Write out, character for character, the line containing "each like (562,56)." and all lines after it up to the end of the listing.
***** MATERIAL FOR THIS EXERCISE
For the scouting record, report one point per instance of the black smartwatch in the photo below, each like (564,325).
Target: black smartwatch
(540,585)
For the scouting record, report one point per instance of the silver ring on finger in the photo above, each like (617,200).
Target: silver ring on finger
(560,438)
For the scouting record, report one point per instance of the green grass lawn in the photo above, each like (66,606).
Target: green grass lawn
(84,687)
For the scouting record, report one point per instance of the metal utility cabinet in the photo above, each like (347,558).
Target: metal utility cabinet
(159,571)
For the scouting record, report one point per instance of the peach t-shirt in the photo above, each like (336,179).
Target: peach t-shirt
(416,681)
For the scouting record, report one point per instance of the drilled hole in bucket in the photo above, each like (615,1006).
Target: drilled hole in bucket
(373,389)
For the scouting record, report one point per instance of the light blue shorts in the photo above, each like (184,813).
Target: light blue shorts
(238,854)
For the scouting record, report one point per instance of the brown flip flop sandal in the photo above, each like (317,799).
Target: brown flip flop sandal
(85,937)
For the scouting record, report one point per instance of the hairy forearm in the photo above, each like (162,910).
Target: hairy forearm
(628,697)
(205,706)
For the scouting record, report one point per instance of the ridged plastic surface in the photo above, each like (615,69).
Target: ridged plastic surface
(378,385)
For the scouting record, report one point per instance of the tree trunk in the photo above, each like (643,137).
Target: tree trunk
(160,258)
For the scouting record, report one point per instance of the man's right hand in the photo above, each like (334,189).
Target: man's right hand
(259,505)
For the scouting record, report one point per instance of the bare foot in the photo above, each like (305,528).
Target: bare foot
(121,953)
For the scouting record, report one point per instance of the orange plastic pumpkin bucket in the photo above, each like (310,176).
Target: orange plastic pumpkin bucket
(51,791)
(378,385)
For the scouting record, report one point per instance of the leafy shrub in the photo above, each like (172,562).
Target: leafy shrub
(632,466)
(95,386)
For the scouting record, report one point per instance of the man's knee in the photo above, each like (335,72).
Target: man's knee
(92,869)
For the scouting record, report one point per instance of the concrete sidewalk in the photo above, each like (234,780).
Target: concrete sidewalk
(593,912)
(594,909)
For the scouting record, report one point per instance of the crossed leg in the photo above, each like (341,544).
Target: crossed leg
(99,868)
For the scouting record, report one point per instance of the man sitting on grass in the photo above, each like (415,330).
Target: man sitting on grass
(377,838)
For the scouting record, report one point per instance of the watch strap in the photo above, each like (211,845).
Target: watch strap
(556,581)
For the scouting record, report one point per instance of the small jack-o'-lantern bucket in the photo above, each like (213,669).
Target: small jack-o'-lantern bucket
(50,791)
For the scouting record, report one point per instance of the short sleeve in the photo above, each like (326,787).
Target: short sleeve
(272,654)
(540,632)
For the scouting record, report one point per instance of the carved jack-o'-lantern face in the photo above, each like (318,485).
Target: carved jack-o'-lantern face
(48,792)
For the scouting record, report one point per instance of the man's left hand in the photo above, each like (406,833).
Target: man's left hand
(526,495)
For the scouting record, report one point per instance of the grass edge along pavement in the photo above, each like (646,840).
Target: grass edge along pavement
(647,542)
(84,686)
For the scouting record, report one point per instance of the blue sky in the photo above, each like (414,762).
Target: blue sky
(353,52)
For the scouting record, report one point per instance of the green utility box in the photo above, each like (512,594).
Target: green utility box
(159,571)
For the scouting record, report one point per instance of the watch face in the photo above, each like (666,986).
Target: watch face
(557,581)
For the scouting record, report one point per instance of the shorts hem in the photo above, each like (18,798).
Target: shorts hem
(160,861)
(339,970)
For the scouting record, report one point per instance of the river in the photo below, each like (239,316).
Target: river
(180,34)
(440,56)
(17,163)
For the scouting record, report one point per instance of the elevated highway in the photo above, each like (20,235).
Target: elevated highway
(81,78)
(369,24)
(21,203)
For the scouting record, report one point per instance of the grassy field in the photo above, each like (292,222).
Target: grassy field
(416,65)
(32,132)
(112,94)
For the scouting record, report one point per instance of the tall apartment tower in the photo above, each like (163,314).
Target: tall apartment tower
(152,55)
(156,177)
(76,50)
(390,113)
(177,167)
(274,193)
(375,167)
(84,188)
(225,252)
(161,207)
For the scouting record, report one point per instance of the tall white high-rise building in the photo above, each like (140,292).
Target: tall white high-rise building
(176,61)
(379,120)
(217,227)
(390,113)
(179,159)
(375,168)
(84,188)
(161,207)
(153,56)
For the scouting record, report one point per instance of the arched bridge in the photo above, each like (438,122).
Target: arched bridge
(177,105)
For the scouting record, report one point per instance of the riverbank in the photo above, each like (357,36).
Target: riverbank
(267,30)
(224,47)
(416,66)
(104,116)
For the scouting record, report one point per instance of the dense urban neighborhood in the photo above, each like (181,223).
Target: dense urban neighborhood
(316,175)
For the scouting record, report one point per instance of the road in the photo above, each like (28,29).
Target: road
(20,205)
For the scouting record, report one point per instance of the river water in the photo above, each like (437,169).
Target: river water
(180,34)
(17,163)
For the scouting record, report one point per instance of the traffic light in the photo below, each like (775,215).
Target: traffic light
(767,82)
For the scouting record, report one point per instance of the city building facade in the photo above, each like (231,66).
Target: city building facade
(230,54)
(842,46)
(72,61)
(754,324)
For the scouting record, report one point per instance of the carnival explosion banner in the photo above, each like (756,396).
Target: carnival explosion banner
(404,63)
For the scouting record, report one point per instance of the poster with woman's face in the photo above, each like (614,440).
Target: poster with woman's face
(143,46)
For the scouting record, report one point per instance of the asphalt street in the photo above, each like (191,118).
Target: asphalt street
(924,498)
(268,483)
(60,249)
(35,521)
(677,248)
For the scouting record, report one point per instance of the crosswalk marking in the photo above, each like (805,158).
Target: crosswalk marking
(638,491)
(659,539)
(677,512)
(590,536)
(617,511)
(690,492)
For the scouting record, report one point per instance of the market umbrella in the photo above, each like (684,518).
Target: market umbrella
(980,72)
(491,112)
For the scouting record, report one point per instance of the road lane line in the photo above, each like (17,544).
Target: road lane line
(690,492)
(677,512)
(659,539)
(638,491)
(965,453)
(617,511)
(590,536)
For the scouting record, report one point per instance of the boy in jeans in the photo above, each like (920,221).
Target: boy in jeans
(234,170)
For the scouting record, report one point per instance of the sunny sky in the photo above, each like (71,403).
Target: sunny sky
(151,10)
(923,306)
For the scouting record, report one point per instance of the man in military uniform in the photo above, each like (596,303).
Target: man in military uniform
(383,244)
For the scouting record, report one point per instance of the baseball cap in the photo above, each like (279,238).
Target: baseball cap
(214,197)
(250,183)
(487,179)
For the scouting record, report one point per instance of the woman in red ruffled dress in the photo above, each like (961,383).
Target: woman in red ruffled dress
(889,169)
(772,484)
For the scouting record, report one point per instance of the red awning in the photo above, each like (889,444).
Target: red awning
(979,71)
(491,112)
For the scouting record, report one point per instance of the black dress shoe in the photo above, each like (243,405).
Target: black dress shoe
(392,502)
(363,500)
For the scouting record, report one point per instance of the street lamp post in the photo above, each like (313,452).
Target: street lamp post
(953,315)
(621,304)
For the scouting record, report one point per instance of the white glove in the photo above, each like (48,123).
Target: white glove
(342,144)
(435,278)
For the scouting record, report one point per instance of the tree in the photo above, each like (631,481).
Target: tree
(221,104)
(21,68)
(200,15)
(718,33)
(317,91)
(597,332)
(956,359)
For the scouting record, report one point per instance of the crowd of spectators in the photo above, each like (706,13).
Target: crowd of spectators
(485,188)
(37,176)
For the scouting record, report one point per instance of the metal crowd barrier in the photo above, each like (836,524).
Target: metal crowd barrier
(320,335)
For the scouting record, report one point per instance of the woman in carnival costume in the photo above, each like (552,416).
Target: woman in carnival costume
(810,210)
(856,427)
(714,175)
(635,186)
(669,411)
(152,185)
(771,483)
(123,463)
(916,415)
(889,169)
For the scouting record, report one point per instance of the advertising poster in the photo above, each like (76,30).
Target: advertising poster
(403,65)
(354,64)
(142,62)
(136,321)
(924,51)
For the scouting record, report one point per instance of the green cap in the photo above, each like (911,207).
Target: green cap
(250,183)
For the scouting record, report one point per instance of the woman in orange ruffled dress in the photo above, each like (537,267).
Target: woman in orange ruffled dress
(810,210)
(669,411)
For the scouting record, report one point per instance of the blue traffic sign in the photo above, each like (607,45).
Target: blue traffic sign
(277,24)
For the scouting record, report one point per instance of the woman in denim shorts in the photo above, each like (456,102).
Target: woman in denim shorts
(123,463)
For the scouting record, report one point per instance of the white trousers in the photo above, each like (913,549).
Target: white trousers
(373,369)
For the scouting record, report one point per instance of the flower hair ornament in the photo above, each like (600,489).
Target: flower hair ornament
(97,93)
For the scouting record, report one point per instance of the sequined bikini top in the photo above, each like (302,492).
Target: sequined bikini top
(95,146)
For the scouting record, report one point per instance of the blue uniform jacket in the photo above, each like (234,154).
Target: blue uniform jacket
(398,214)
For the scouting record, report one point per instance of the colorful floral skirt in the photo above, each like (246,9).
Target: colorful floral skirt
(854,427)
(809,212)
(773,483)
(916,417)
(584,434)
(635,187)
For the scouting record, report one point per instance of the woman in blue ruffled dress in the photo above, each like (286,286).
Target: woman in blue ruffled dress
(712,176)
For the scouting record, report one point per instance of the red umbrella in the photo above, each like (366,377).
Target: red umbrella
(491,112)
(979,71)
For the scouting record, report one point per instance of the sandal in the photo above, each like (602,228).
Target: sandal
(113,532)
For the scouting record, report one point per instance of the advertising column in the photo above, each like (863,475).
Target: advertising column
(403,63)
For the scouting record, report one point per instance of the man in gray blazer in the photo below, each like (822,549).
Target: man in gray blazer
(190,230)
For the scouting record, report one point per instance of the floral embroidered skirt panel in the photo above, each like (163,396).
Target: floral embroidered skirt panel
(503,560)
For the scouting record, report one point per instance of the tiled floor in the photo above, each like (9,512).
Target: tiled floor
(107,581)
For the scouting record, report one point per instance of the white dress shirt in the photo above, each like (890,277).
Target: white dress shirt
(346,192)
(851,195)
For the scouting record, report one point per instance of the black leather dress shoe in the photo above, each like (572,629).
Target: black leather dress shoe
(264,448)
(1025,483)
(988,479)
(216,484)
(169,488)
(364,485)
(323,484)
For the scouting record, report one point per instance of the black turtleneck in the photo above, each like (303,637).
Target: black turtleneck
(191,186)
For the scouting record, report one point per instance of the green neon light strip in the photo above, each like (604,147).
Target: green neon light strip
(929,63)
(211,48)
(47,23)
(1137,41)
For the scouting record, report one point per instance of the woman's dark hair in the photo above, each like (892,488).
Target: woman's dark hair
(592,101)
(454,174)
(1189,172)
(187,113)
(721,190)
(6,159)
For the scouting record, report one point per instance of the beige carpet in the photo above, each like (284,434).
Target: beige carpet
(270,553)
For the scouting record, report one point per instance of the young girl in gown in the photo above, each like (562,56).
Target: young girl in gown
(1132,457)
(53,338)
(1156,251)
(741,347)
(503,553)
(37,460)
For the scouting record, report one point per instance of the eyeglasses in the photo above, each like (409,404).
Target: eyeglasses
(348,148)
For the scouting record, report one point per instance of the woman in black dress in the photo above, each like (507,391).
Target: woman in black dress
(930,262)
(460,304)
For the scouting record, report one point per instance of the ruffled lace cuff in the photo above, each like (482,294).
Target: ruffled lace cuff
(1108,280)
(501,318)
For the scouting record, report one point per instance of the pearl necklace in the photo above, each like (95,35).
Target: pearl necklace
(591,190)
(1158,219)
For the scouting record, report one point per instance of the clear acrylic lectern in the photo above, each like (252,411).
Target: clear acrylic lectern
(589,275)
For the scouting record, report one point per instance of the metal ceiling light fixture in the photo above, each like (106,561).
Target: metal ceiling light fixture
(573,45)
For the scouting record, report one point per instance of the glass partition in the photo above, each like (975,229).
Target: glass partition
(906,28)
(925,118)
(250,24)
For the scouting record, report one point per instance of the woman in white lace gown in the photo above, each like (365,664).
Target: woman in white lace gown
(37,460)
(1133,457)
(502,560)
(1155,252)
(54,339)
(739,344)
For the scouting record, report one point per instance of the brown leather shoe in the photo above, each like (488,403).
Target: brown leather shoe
**********
### ANSWER TO THIS TASK:
For the scouting record, report one point per instance of the young girl in gown in the photo above, each like (562,56).
Target: young girl in gown
(1132,457)
(53,338)
(1156,251)
(741,347)
(503,553)
(37,460)
For the scouting record, report one point per instance of the eyeglasses in the photo above, each like (409,404).
Target: eyeglasses
(348,148)
For the scouting record, report one point per instance of the woman in black dress in the photo above, each like (507,391).
Target: woman in black dress
(930,262)
(460,304)
For the scouting record, report one point per instance of the ruffled lace cuff in the photo above, each like (482,294).
Target: ruffled lace cuff
(1108,280)
(501,318)
For the scouting record, report one point per instance of the pearl necklace in the photo above, each like (95,35).
Target: pearl necklace
(591,190)
(1158,219)
For the scouting record, report one point per instance of the clear acrylic lectern in the photo above, each like (252,411).
Target: clear acrylic lectern
(589,275)
For the scouting record, report one point per instance of the metal ceiling light fixture in the photo above, each like (106,561).
Target: metal ceiling light fixture
(573,45)
For the scouting record, report one point per instance of the glass partition in the photo above, each like (975,229).
Target: glass partition
(906,28)
(925,118)
(250,24)
For the scouting record, report one point per instance of the woman in white lace gown in the photo above, each like (365,664).
Target: woman in white lace gown
(37,460)
(1133,457)
(502,560)
(1155,252)
(54,339)
(739,344)
For the scouting record, report one point per instance of the brown leather shoe in the photo above, each like (488,403).
Target: brown leather shoe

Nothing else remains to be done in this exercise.